■ Teks yang Diberikan ■
================

Ilustrasi mi instan. | Edy Kasim /Shutterstock
Bisa mengurangi dan mengelola sampah plastik, sekaligus menghemat anggaran bahan bakar untuk memasak. Hal tersebut merupakan harapan dalam mengatasi masalah sampah plastik, setidaknya dalam ruang lingkup kecil seperti rumah tangga.
Dilansir dari
BBC Indonesia, Pandji Prawisudha, seorang pakar konversi energi dari Institut Teknologi Bandung (ITB), sedang mengembangkan alat yang dapat mengubah sampah plastik menjadi bahan bakar minyak.
Dirinya memulai proyek penelitian ini karena ingin mengurangi sampah plastik. Apalagi, seperti dikutip dari
National Geographic, Indonesia merupakan negara penghasil sampah plastik terbesar kedua di dunia setelah Tiongkok.
Ilmuwan tersebut memperlihatkan alat yang disebut dengan reaktor pirolisis yang masih berupa purwarupa (prototype) di Laboratorium Thermodinamika ITB.
Reaktor yang tampak sederhana itu terdiri dari tabung plastik berukuran dua liter, kondensor, pompa air akuarium,
thermocouple dan sebuah wadah plastik. Semua benda tersebut terhubung dengan pipa, tempat mengalirnya gas hasil pemanasan hingga berubah menjadi minyak.

================

■ Bagian Data ■
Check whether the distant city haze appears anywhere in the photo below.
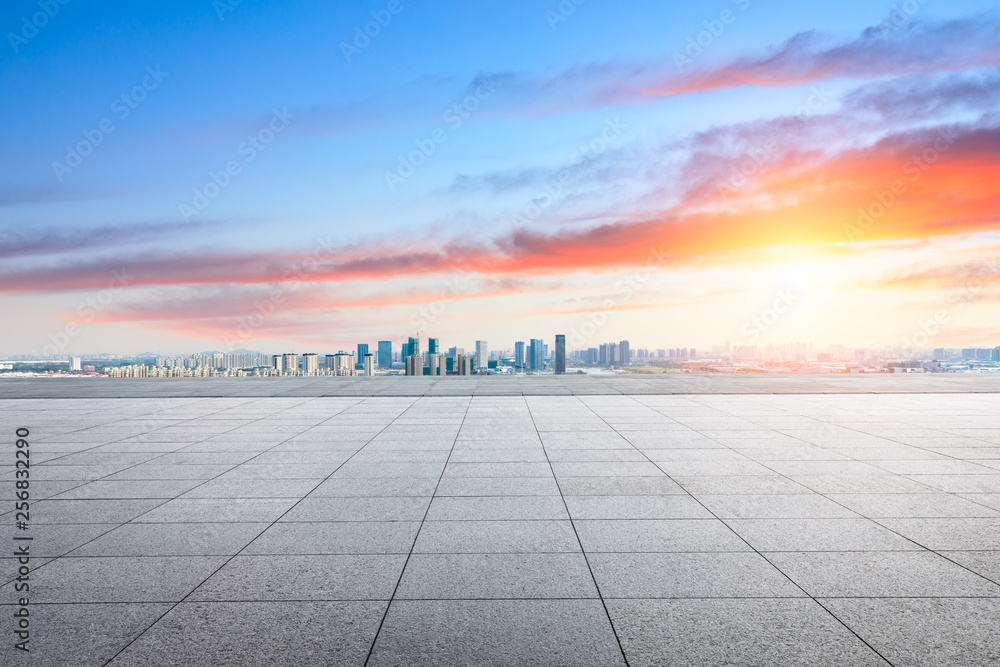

================

■ Kumpulan Tugas ■
A) Ringkas teks tentang pengolahan sampah plastik dalam dua kalimat.
B) Menurut teks tentang pengolahan sampah plastik, reaktor pirolisis "terdiri dari" beberapa benda. Sebutkan semua benda tersebut.
C) Sambung teks tentang pengolahan sampah plastik, dimulai setelah kalimat terakhirnya.

■ Kumpulan Jawaban ■
A) Pandji Prawisudha, pakar konversi energi dari ITB, sedang mengembangkan alat untuk mengubah sampah plastik menjadi bahan bakar minyak karena ingin mengurangi sampah plastik, sementara Indonesia merupakan negara penghasil sampah plastik terbesar kedua di dunia setelah Tiongkok. Alat tersebut berupa purwarupa reaktor pirolisis yang terdiri dari tabung plastik dua liter, kondensor, pompa air akuarium, thermocouple, dan wadah plastik, semuanya terhubung dengan pipa tempat gas hasil pemanasan mengalir hingga berubah menjadi minyak.

B)
- tabung plastik berukuran dua liter
- kondensor
- pompa air akuarium
- thermocouple
- wadah plastik

C)
Inilah yang disebut dengan mekanisme
pirolisis, proses memanaskan material mentah, dalam hal ini plastik, tanpa oksigen dalam temperatur tertentu, sehingga memecah struktur kimia menjadi gas.
Gas yang dihasilkan akan mengalir melalui pipa melewati kondensor, di mana gas tersebut akan didinginkan sehingga berubah menjadi minyak atau yang disebut dengan asap cair.
Minyak tersebut nantinya dapat dimanfaatkan sebagai bahan bakar untuk kompor, juga lampu minyak.
Menurut Pandji, kalau melihat sejarahnya, plastik berasal dari minyak bumi. "Sebetulnya yang kita lakukan hanyalah mengonversi plastik ke asalnya, minyak bumi."
Ilmuwan yang menjabat Lektor di Fakultas Teknik Mesin dan Dirgantara Institut Teknologi Bandung tersebut mengatakan bahwa dirinya menargetkan sampah-sampah plastik rumah tangga sebagai materialnya, seperti bungkus mi instan, bungkus kopi, maupun kemasan plastik berjenis polypropylene (PP) lain.
"Jenis plastiknya sebetulnya bisa apa saja," jelasnya. "Yang paling tidak disarankan adalah Polivinil Khlorida (PVC), karena PVC akan terlarut di dalam minyaknya. Tapi buat plastik-plastik yang tidak digunakan, seperti bungkus mi instan, bungkus kopi, kebanyakan polupropylene, dan itu relatif tidak sulit untuk diproses."
Reaktor pirolisis yang dikembangkan oleh doktor lulusan Fakultas Teknik Lingkungan dari Tokyo Institute of Technology ini, dapat mengubah 200 gram bungkus mi instan menjadi 120 mililiter minyak. Proses untuk memperoleh minyak tersebut berlangsung selama dua jam.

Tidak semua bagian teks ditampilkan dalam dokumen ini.